— EXERCICE A —
Reproduisez à l'identique les lignes des enregistrements, en commençant par celle qui contient "mask --target=green tree" et en allant jusqu'à la dernière ligne des enregistrements.

— EXTRAIT SOURCE —
###

Les images vues par ordinateur
Béatrice Joyeux-Prunel & Nicola Carboni
Une image en version numérique peut être lue et analysée par un ordinateur. Pourquoi ne pas le faire pour des millions ?
Toute image numérique est comme une matrice de pixels colorés, un quadrillage rempli d’une multitude de couleurs.
Chaque pixel est caractérisé par ses coordonnées dans le quadrillage, ainsi que par ses couleurs : une couleur est elle-même un mélange d’une proportion R de rouge, d’une proportion G de vert, d’une proportion B de bleu. Si bien qu’une image numérique peut être traduite par une série de chiffres qui décrivent la longueur et la largeur de l’image, les quantités de R, de G, de B pour chaque pixel, etc…
Tout cela peut s’analyser avec ce qu’appelle aujourd’hui la « vision artificielle ».

###

— ENREGISTREMENTS FOURNIS —
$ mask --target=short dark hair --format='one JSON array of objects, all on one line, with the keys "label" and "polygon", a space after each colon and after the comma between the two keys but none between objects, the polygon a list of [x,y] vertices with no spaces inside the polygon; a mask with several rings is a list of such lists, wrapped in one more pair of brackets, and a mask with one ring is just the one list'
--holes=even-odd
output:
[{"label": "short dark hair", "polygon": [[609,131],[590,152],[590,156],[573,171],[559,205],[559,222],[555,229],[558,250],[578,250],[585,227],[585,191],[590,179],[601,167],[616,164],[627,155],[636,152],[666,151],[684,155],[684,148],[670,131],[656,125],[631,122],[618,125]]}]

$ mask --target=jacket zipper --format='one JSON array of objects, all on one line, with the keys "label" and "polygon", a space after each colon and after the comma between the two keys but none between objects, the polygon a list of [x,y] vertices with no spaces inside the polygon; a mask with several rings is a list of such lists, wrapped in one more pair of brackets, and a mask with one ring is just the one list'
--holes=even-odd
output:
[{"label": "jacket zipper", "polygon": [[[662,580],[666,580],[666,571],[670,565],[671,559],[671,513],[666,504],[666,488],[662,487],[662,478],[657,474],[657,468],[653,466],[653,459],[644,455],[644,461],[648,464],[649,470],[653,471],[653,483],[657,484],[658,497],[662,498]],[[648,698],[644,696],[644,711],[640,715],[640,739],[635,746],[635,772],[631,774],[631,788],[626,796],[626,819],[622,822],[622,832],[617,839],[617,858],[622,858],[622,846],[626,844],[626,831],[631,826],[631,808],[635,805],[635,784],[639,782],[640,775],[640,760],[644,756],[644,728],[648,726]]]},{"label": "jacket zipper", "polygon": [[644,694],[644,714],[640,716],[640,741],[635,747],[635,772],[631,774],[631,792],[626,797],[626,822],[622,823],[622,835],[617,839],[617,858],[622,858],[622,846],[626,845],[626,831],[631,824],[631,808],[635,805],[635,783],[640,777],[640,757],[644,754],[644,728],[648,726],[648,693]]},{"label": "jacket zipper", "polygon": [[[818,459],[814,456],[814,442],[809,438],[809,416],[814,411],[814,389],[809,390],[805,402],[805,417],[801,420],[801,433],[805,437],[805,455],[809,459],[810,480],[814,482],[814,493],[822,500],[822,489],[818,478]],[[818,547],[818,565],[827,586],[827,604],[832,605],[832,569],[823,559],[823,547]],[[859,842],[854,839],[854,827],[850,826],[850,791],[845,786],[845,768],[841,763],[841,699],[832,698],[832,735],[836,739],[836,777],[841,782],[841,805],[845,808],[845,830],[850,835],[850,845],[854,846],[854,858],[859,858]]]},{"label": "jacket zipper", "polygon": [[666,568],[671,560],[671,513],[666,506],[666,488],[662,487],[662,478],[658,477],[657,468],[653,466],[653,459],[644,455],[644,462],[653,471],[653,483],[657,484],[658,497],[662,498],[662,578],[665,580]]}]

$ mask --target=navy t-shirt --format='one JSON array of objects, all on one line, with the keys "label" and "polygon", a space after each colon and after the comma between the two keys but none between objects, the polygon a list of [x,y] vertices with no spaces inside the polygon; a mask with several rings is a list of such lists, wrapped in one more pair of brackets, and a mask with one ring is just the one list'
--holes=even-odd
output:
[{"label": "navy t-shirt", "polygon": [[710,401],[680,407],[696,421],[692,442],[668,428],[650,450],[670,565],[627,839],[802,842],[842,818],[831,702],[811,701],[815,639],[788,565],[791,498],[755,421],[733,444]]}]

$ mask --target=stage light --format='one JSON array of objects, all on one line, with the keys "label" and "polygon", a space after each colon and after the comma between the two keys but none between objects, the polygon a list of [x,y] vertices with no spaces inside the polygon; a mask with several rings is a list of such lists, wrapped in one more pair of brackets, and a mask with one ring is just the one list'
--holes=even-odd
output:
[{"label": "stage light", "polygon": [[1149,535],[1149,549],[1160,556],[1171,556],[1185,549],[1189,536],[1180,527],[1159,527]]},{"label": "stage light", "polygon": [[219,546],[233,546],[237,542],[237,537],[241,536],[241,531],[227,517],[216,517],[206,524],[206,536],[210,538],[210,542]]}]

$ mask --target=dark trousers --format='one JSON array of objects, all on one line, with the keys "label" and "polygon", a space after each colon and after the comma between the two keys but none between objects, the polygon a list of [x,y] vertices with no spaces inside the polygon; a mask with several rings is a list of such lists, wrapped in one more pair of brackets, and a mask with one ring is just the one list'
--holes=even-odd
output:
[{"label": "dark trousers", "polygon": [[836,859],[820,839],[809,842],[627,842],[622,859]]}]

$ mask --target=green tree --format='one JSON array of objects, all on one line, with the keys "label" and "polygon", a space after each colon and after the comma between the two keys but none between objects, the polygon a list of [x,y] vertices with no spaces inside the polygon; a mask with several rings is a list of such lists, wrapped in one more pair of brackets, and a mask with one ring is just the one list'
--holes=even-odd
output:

###

— EXERCICE B —
Transcrivez fidèlement le passage de l'extrait sur les images vues par ordinateur, en commençant à "Les images vues" et en terminant à "multitude de couleurs.".

— RÉPONSE A —
$ mask --target=green tree --format='one JSON array of objects, all on one line, with the keys "label" and "polygon", a space after each colon and after the comma between the two keys but none between objects, the polygon a list of [x,y] vertices with no spaces inside the polygon; a mask with several rings is a list of such lists, wrapped in one more pair of brackets, and a mask with one ring is just the one list'
--holes=even-odd
output:

— RÉPONSE B —
Les images vues par ordinateur
Béatrice Joyeux-Prunel & Nicola Carboni
Une image en version numérique peut être lue et analysée par un ordinateur. Pourquoi ne pas le faire pour des millions ?
Toute image numérique est comme une matrice de pixels colorés, un quadrillage rempli d’une multitude de couleurs.